» PROBLEM DETAILS
Given the records below, set each one down again exactly as it reads.

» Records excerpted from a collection
===

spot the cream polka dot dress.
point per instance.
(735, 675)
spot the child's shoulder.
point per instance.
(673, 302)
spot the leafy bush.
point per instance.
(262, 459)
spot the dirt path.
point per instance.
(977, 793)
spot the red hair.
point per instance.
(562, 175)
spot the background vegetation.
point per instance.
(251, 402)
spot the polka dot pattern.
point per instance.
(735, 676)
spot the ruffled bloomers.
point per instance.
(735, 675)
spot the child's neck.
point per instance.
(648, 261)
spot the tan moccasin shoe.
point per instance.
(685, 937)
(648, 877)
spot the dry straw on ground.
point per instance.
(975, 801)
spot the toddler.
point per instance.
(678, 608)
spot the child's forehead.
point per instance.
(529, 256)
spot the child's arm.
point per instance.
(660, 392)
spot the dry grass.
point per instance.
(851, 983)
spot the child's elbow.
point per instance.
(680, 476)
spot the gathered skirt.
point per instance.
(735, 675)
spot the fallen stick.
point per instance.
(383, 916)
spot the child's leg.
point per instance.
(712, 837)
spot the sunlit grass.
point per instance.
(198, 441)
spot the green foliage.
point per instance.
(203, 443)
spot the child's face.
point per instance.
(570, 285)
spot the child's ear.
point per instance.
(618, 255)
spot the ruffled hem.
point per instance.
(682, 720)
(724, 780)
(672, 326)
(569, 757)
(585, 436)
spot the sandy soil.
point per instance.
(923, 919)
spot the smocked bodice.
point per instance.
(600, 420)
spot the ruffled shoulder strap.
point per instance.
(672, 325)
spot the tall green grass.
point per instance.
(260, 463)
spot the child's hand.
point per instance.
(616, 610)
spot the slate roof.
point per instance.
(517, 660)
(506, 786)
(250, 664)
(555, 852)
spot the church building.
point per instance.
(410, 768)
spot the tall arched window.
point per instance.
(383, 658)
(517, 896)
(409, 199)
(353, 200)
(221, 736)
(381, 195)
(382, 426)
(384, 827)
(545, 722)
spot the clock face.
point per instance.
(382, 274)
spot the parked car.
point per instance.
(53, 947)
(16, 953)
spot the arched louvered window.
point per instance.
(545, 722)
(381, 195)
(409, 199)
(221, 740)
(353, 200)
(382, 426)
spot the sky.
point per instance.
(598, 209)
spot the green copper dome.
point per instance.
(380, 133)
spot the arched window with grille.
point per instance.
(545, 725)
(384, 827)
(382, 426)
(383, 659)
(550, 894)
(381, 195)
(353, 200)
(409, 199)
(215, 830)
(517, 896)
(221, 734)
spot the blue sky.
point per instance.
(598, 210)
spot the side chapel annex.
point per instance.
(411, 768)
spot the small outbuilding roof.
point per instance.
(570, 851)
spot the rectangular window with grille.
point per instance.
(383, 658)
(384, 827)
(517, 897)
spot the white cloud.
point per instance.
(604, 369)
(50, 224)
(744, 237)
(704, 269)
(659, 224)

===

» SOLUTION TO THE EXERCISE
spot the cream polka dot dress.
point per instance.
(735, 675)
spot the child's shoulder.
point per instance.
(673, 302)
spot the leafy bush.
point per instance.
(262, 459)
spot the dirt path.
point per instance.
(977, 793)
spot the red hair.
point per instance.
(562, 175)
spot the background vegetation.
point per instance.
(251, 402)
spot the polka dot pattern.
point per instance.
(735, 676)
spot the ruffled bloomers.
point per instance.
(735, 675)
spot the child's neck.
point per instance.
(648, 261)
spot the tan moccasin shoe.
point per instance.
(685, 937)
(648, 877)
spot the dry straw on ground.
point per instance.
(975, 801)
spot the toddler.
point per instance.
(678, 608)
spot the child's forehead.
point per instance.
(529, 256)
spot the child's arm.
point per instance.
(660, 392)
spot the dry grass.
point per instance.
(851, 983)
spot the child's elbow.
point per instance.
(680, 476)
spot the gathered skirt.
point per instance.
(735, 675)
spot the fallen stick.
point per instance.
(383, 916)
spot the child's leg.
point per instance.
(712, 837)
spot the sunlit grass.
point per instance.
(198, 441)
spot the green foliage.
point per instance.
(203, 443)
spot the child's face.
point per instance.
(570, 285)
spot the child's ear.
point per instance.
(618, 255)
spot the ruffled hem.
point per instance.
(682, 720)
(724, 780)
(672, 326)
(569, 757)
(585, 436)
spot the sandy soil.
point per instance.
(923, 919)
spot the smocked bodice.
point per instance.
(600, 420)
spot the ruffled shoulder strap.
point per instance.
(672, 325)
spot the tall green grass.
point per instance.
(260, 463)
spot the child's hand.
point per instance.
(616, 610)
spot the slate roof.
point per instance.
(517, 660)
(506, 786)
(250, 664)
(555, 852)
spot the church building.
point per instance.
(410, 768)
spot the tall arched window.
point per instance.
(383, 658)
(517, 896)
(409, 199)
(353, 200)
(221, 736)
(381, 195)
(382, 426)
(384, 827)
(545, 722)
spot the clock face.
point per instance.
(382, 274)
spot the parked car.
point per instance.
(53, 947)
(16, 953)
spot the arched louvered window.
point per instance.
(545, 722)
(381, 195)
(409, 199)
(221, 740)
(353, 200)
(382, 426)
spot the sky.
point per instance.
(598, 209)
spot the green copper dome.
point per instance.
(380, 133)
spot the arched window with grille.
point per instance.
(545, 725)
(384, 827)
(382, 426)
(383, 659)
(550, 894)
(381, 195)
(353, 200)
(409, 199)
(215, 830)
(517, 896)
(221, 734)
spot the blue sky.
point per instance.
(598, 210)
spot the side chapel annex.
point per instance.
(411, 768)
spot the small outbuilding roof.
point per instance.
(570, 851)
spot the rectangular window with grille.
point per instance.
(383, 658)
(384, 827)
(517, 897)
spot the white cloud.
point per instance.
(604, 369)
(50, 224)
(744, 237)
(704, 269)
(659, 224)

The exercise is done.